GIVEN INSTRUCTION: Return, exactly, the line that contains "Find every instance of the bird's wing" together with all lines after it to the end of the entries, and no further lines.

MATERIAL PROVIDED:
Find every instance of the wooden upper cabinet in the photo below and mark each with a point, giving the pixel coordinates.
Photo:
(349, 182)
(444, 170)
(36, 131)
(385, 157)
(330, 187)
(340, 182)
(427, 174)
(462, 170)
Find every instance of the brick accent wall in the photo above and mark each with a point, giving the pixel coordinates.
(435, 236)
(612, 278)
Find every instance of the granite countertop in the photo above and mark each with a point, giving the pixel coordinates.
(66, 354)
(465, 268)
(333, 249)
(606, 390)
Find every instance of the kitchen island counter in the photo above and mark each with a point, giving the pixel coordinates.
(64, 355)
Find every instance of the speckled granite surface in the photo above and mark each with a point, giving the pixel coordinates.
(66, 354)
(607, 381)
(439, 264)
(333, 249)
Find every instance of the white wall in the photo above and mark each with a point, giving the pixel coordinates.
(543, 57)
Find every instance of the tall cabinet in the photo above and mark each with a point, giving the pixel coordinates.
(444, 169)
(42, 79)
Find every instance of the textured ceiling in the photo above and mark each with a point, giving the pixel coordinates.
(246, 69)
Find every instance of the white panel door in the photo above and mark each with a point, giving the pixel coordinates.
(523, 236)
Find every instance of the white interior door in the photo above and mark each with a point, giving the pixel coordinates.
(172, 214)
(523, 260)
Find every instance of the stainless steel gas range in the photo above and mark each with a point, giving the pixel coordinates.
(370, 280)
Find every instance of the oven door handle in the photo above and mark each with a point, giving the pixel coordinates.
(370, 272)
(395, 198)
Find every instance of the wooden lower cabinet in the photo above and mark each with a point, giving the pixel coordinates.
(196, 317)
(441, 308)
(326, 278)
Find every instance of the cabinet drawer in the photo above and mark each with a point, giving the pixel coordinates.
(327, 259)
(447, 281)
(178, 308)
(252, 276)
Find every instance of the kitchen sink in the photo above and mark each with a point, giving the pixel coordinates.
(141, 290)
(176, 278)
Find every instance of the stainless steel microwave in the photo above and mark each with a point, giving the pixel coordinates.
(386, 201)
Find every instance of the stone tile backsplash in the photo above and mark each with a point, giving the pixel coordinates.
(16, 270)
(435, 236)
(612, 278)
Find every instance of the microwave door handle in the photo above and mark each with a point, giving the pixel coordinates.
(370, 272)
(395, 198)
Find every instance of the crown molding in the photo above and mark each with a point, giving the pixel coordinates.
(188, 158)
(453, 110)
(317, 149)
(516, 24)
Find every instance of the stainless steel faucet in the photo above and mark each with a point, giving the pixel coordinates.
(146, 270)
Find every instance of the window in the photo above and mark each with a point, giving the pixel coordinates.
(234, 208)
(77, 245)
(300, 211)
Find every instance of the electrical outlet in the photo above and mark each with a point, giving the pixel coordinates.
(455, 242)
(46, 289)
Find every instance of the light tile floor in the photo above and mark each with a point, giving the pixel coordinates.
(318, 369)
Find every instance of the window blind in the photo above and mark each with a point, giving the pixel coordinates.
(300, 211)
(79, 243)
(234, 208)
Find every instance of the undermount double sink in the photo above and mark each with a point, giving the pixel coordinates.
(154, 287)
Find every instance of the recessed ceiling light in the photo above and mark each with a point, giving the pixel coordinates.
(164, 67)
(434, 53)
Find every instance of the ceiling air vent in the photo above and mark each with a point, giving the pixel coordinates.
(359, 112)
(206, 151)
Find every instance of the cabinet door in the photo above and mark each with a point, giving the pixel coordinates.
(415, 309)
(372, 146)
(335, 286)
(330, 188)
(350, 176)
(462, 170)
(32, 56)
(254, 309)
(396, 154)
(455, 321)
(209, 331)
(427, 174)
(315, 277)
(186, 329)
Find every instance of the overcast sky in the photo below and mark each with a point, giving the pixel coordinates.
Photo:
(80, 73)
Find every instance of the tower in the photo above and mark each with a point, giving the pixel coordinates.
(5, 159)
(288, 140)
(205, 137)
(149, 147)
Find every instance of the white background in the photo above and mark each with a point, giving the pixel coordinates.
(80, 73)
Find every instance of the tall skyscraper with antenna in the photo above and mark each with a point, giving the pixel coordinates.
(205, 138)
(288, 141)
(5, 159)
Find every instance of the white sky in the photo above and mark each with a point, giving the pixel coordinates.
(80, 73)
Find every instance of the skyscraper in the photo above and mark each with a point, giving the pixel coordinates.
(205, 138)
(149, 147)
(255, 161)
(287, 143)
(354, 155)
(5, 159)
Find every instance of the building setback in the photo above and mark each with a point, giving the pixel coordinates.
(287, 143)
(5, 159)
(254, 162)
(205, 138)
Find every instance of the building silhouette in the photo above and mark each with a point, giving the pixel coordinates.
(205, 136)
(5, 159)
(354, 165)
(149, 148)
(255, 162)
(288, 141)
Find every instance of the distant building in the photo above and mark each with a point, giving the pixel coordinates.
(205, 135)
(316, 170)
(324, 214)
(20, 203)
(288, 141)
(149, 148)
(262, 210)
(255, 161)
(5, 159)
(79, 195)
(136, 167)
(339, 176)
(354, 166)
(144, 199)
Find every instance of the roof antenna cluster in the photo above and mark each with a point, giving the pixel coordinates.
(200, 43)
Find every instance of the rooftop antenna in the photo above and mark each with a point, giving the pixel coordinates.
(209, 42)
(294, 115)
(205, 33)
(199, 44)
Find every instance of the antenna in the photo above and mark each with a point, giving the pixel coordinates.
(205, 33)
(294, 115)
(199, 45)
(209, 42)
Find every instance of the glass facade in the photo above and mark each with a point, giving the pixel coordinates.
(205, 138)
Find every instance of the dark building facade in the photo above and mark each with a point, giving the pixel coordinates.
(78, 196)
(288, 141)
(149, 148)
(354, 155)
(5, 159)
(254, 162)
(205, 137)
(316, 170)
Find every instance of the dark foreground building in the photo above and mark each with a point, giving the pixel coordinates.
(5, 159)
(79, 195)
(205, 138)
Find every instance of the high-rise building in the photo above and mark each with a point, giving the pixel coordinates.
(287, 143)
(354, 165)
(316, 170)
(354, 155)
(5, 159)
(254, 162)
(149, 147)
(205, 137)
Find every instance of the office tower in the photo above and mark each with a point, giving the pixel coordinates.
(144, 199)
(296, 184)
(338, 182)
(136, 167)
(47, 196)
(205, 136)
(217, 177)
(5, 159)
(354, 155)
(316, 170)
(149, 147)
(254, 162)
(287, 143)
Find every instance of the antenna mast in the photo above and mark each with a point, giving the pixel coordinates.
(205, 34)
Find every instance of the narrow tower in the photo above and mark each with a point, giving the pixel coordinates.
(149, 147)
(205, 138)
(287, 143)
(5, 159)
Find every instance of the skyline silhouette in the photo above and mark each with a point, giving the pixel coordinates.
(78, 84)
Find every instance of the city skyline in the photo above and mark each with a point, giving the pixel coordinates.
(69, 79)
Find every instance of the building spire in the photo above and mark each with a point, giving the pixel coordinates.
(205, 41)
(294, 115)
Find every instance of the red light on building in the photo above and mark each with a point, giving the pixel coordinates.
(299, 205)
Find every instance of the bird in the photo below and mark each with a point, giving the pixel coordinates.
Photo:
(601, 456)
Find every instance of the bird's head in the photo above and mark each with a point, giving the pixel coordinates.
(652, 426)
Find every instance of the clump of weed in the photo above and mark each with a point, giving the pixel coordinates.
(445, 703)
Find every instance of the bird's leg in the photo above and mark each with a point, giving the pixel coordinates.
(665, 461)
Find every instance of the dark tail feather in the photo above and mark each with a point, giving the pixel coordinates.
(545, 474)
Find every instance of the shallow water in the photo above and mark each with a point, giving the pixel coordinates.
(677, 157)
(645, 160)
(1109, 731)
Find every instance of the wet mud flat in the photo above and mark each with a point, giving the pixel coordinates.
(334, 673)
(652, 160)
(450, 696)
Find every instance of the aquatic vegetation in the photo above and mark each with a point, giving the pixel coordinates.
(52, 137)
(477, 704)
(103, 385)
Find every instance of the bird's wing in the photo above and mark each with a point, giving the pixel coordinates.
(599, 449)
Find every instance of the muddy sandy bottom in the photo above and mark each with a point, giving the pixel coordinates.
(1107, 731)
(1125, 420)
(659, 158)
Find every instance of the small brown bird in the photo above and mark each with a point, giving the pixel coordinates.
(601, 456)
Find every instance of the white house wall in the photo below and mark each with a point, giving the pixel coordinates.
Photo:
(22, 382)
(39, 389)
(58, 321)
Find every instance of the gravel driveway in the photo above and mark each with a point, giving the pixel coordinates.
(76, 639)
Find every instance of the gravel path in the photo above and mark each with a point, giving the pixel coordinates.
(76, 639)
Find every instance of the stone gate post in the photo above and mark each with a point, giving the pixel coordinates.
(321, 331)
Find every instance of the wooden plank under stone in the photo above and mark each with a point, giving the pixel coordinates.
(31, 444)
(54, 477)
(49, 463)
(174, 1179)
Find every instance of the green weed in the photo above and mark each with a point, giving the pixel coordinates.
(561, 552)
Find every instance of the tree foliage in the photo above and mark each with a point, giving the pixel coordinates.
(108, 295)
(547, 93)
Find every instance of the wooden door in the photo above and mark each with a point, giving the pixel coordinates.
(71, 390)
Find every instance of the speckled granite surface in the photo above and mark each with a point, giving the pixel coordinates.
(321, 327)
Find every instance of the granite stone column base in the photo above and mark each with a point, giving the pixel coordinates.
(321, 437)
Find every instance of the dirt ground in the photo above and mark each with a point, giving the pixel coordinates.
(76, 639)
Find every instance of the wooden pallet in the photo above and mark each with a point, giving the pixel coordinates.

WRITTEN RESPONSE:
Find every instance of the bird's wing in the photo above and mark each with a point, giving the pixel coordinates.
(599, 449)
Find every instance of the muddy sandy bottom in the photo above and mark each with a point, giving the pixel coordinates.
(1107, 731)
(1125, 420)
(659, 158)
Find every instance of the small brown bird in the photo above and mark each with a point, giving the pixel coordinates.
(601, 456)
Find every instance of the white house wall in the photo below and mark each with a point, giving the pixel coordinates.
Photo:
(22, 382)
(39, 389)
(58, 321)
Find every instance of the gravel driveway in the photo above and mark each with a point, giving the pixel coordinates.
(76, 639)
Find every instance of the gravel path in the photo above and mark each with a point, giving the pixel coordinates.
(76, 639)
Find every instance of the stone gate post in the photo above and mark each with a point, giving the pixel coordinates.
(321, 331)
Find every instance of the wooden plank under stone in the photo above and mark each with a point, giving the pixel coordinates.
(31, 444)
(54, 477)
(49, 463)
(174, 1179)
Find every instance of the green weed in the photo above and mark each with a point, giving the pixel coordinates.
(561, 552)
Find every instance of the tree foliage in the photo above and mark each with a point, giving the pixel coordinates.
(108, 295)
(547, 93)
Find every instance of the wooden door in the photo above and mark each with a point, giving the pixel coordinates.
(71, 390)
Find every instance of the speckled granite surface in the photo above and mark each with a point, giving the pixel coordinates.
(321, 327)
Find every instance of the granite stone column base in the photo above and mark each with a point, giving the pixel coordinates.
(321, 437)
Find every instance of the dirt ground in the photo above and mark each with a point, giving the pixel coordinates.
(76, 639)
Find every instance of the wooden pallet in the photo above and mark each with a point, giving the pixel coordinates.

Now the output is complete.